**Data items**
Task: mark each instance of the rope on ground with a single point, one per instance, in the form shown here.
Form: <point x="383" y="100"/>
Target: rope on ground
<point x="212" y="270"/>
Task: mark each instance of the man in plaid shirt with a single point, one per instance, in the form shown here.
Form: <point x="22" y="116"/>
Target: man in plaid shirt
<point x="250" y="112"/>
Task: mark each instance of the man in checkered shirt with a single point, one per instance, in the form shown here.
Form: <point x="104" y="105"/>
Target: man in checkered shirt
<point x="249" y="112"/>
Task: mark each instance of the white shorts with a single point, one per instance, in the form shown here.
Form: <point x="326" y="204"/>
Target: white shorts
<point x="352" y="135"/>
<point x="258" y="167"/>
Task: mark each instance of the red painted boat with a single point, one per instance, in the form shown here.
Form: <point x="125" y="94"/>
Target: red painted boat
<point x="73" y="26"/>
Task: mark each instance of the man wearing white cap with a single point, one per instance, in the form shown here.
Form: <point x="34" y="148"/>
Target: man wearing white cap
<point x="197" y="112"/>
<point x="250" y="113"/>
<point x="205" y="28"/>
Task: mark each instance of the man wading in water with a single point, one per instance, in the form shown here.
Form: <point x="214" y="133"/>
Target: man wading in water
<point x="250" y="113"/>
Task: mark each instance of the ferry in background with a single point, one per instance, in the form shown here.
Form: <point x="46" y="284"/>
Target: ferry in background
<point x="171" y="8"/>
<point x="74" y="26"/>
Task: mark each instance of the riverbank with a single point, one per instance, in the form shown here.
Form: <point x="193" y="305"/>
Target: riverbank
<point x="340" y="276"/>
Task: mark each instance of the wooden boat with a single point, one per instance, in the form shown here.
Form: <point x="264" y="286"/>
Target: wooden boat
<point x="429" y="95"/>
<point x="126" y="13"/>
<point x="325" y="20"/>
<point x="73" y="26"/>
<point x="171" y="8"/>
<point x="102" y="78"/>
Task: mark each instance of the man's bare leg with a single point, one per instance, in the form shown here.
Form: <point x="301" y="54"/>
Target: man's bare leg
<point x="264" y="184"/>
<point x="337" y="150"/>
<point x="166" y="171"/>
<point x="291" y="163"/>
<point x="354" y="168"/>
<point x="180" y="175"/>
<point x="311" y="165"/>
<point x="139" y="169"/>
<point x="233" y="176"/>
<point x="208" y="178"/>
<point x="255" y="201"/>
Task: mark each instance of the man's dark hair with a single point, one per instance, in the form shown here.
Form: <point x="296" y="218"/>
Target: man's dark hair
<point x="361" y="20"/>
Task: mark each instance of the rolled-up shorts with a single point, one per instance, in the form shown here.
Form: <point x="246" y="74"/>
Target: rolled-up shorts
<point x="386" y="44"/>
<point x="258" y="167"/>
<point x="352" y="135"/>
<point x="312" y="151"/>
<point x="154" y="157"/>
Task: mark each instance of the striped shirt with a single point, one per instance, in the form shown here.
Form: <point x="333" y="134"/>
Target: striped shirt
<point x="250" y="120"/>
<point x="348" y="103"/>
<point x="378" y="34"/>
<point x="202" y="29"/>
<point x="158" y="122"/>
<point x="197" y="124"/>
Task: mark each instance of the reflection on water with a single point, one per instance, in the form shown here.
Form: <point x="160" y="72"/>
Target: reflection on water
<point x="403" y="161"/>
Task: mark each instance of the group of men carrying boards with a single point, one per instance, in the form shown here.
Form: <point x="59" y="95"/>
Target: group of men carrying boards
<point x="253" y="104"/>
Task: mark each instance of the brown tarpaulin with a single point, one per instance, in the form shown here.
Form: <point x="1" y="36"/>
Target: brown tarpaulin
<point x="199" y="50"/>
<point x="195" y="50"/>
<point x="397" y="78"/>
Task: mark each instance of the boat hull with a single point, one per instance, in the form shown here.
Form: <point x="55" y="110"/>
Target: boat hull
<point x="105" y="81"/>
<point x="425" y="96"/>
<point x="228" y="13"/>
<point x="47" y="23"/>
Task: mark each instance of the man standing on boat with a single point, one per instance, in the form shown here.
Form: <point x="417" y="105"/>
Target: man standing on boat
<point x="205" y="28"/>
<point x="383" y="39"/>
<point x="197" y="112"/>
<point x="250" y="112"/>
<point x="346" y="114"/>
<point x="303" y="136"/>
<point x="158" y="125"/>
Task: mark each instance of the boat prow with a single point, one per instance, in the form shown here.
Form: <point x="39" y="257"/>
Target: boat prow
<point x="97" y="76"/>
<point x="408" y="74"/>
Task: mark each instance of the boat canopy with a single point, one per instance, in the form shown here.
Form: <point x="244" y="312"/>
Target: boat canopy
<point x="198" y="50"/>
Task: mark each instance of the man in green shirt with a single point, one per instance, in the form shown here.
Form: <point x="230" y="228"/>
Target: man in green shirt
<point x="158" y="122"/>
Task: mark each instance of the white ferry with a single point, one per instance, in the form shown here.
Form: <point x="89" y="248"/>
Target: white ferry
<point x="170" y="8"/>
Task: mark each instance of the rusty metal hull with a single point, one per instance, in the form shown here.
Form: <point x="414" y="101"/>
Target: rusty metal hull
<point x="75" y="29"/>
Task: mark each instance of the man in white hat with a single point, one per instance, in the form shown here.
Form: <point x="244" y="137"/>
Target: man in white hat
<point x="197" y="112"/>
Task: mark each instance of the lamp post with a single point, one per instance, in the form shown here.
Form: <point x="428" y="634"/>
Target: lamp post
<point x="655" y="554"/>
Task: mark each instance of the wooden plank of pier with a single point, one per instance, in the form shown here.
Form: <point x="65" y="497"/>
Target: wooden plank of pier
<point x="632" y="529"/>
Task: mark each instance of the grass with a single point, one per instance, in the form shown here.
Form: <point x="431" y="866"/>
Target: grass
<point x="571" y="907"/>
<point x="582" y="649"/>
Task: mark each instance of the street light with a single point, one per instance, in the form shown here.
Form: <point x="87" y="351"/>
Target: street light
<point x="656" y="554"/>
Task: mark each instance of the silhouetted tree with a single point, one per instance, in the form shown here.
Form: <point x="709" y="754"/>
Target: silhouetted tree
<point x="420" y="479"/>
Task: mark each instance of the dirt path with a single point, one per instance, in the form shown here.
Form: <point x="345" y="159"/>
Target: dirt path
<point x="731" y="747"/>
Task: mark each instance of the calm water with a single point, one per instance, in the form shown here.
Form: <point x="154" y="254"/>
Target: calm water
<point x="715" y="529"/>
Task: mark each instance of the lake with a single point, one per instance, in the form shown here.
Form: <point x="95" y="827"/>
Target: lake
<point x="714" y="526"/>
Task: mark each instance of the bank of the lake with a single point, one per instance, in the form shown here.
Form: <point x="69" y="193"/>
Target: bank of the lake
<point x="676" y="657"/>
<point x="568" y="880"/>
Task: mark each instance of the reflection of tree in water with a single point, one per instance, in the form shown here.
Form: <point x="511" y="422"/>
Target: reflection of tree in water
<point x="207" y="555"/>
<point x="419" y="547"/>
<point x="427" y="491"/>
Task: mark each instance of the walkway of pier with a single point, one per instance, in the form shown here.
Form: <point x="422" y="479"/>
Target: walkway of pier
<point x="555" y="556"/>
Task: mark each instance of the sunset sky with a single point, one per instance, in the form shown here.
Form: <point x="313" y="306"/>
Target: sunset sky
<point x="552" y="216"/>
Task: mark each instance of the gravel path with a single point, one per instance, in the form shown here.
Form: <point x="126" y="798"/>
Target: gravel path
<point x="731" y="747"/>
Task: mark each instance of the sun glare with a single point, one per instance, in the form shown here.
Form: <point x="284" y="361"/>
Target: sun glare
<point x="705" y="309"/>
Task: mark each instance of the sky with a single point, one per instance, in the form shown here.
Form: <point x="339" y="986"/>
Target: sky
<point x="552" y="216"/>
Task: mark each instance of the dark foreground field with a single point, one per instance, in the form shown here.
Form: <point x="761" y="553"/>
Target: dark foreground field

**Given exercise**
Each line above must be printed exactly as it appears.

**Exercise result**
Task: mark each instance of the rope on ground with a single point, one per instance, in the form shown here.
Form: <point x="383" y="100"/>
Target: rope on ground
<point x="212" y="270"/>
Task: mark each instance of the man in plaid shirt with a single point, one per instance, in the form shown here.
Form: <point x="22" y="116"/>
Target: man in plaid shirt
<point x="250" y="112"/>
Task: mark each instance of the man in checkered shirt with a single point, one per instance, in the form shown here.
Form: <point x="104" y="105"/>
Target: man in checkered shirt
<point x="249" y="112"/>
Task: mark each instance of the white shorts with a single point, one per instance, in the form shown here.
Form: <point x="326" y="204"/>
Target: white shorts
<point x="352" y="135"/>
<point x="258" y="167"/>
Task: mark each instance of the red painted boat with a single point, one per instance, in the form shown here.
Form: <point x="125" y="94"/>
Target: red painted boat
<point x="73" y="26"/>
Task: mark each instance of the man wearing white cap with a single point, one per instance, in the form shown here.
Form: <point x="34" y="148"/>
Target: man wearing white cap
<point x="197" y="112"/>
<point x="250" y="113"/>
<point x="205" y="28"/>
Task: mark each instance of the man wading in water with a single point, one per instance, in the form shown here.
Form: <point x="214" y="133"/>
Target: man wading in water
<point x="250" y="113"/>
Task: mark each instance of the ferry in background with a single point, one per instance, in the form shown here.
Form: <point x="46" y="284"/>
Target: ferry in background
<point x="171" y="8"/>
<point x="74" y="26"/>
Task: mark each instance of the riverbank with a single point, one per instance, in the form shown here.
Form: <point x="193" y="305"/>
Target: riverbank
<point x="340" y="276"/>
Task: mark each instance of the wooden boat with a single point, one per instance, in the form shown here.
Form: <point x="264" y="286"/>
Target: wooden boat
<point x="429" y="95"/>
<point x="126" y="13"/>
<point x="325" y="20"/>
<point x="73" y="26"/>
<point x="171" y="8"/>
<point x="102" y="78"/>
Task: mark each instance of the man's bare leg with a single point, one per instance, in the form shown here.
Form: <point x="301" y="54"/>
Target: man's bare leg
<point x="264" y="184"/>
<point x="337" y="150"/>
<point x="166" y="171"/>
<point x="291" y="163"/>
<point x="354" y="168"/>
<point x="180" y="175"/>
<point x="311" y="165"/>
<point x="139" y="169"/>
<point x="233" y="176"/>
<point x="208" y="178"/>
<point x="255" y="201"/>
Task: mark each instance of the man's dark hair with a single point, one per instance, in the form shown here.
Form: <point x="296" y="218"/>
Target: man's dark hair
<point x="361" y="20"/>
Task: mark each instance of the rolled-up shorts with a single point, one per instance, in the form shown here.
Form: <point x="246" y="74"/>
Target: rolled-up shorts
<point x="386" y="44"/>
<point x="258" y="167"/>
<point x="352" y="135"/>
<point x="312" y="151"/>
<point x="154" y="157"/>
Task: mark each instance of the striped shirt with a single point, one per instance, in the form shown here.
Form: <point x="333" y="134"/>
Target: striped shirt
<point x="250" y="120"/>
<point x="348" y="103"/>
<point x="378" y="34"/>
<point x="202" y="29"/>
<point x="158" y="122"/>
<point x="197" y="124"/>
Task: mark each instance of the reflection on water with a single point, one per instance, in the form shown here.
Form: <point x="160" y="72"/>
Target: reflection on water
<point x="403" y="161"/>
Task: mark each instance of the group of men carrying boards with a single point, one per instance, in the form shown here.
Form: <point x="59" y="95"/>
Target: group of men carrying boards
<point x="253" y="104"/>
Task: mark each instance of the brown tarpaulin with a single point, one per instance, in the form shown here.
Form: <point x="1" y="36"/>
Target: brown tarpaulin
<point x="199" y="50"/>
<point x="195" y="50"/>
<point x="397" y="78"/>
Task: mark each instance of the boat hull with a single point, one per instance, in the form shown here.
Form: <point x="55" y="110"/>
Target: boat hull
<point x="105" y="81"/>
<point x="425" y="96"/>
<point x="228" y="13"/>
<point x="47" y="23"/>
Task: mark each instance of the man standing on boat with a single point, one per instance, in the form shown here.
Form: <point x="417" y="105"/>
Target: man standing on boat
<point x="205" y="28"/>
<point x="383" y="39"/>
<point x="197" y="112"/>
<point x="250" y="112"/>
<point x="346" y="114"/>
<point x="303" y="136"/>
<point x="158" y="125"/>
Task: mark each instance of the boat prow with a single point, one per instance, in the form shown here.
Form: <point x="39" y="257"/>
Target: boat prow
<point x="97" y="76"/>
<point x="408" y="74"/>
Task: mark each instance of the boat canopy with a single point, one per instance, in the form shown here.
Form: <point x="244" y="312"/>
Target: boat canopy
<point x="198" y="50"/>
Task: mark each instance of the man in green shirt with a single point, one per instance, in the form shown here.
Form: <point x="230" y="228"/>
Target: man in green shirt
<point x="158" y="122"/>
Task: mark each instance of the white ferry with a single point, one per instance, in the form shown here.
Form: <point x="89" y="248"/>
Target: white ferry
<point x="170" y="8"/>
Task: mark each instance of the rusty metal hull with a single point, one per instance, in the form shown here.
Form: <point x="414" y="101"/>
Target: rusty metal hull
<point x="75" y="29"/>
Task: mark each instance of the man in white hat with a single point, one per instance, in the form shown here.
Form: <point x="244" y="137"/>
Target: man in white hat
<point x="197" y="112"/>
Task: mark each instance of the lamp post with a single point, one per instance, in the form shown here.
Form: <point x="428" y="634"/>
Target: lamp post
<point x="655" y="554"/>
Task: mark each instance of the wooden plank of pier with a single point, one per instance, in the form shown here.
Form: <point x="65" y="497"/>
Target: wooden plank of pier
<point x="632" y="529"/>
Task: mark each instance of the grass with a single point, one per instance, in the form shown here.
Form: <point x="431" y="866"/>
Target: grass
<point x="571" y="907"/>
<point x="582" y="649"/>
Task: mark each instance of the street light with a single point, one per instance, in the form shown here.
Form: <point x="87" y="351"/>
Target: street light
<point x="656" y="554"/>
Task: mark each instance of the silhouetted tree with a single point, one per instance, in the form shown here.
Form: <point x="709" y="754"/>
Target: silhouetted tree
<point x="420" y="479"/>
Task: mark each instance of the dirt path with a single point, one per instance, in the form shown here.
Form: <point x="345" y="159"/>
Target: dirt path
<point x="731" y="747"/>
Task: mark each instance of the calm water with a single point, one per instance, in the form shown here.
Form: <point x="154" y="254"/>
Target: calm water
<point x="715" y="529"/>
Task: mark each instance of the lake with a single point, one per instance, in the form shown here.
Form: <point x="95" y="827"/>
Target: lake
<point x="714" y="526"/>
Task: mark each instance of the bank of the lake with a single point, one per instance, in the form shown here.
Form: <point x="69" y="193"/>
Target: bank of the lake
<point x="676" y="657"/>
<point x="568" y="880"/>
Task: mark each instance of the reflection of tree in water with a single point, one per instance, in the form shown here.
Form: <point x="511" y="422"/>
Target: reflection of tree in water
<point x="207" y="555"/>
<point x="419" y="547"/>
<point x="427" y="491"/>
Task: mark each instance of the walkway of pier with a single point, one per instance, in the form shown here.
Form: <point x="422" y="479"/>
Target: walkway of pier
<point x="555" y="556"/>
Task: mark each instance of the sunset sky with a single point, one per instance, in the form shown here.
Form: <point x="313" y="306"/>
Target: sunset sky
<point x="552" y="216"/>
Task: mark each instance of the gravel path with a single point, one per instance, in the form shown here.
Form: <point x="126" y="798"/>
Target: gravel path
<point x="731" y="747"/>
Task: mark each instance of the sun glare with a single point, one per instance, in the form shown here.
Form: <point x="284" y="361"/>
Target: sun glare
<point x="705" y="309"/>
Task: mark each instance of the sky with a single point, one per instance, in the form shown here.
Form: <point x="339" y="986"/>
Target: sky
<point x="552" y="216"/>
Task: mark each instance of the dark foreground field with a single point, one per instance, in the form shown here.
Form: <point x="761" y="553"/>
Target: dark foreground field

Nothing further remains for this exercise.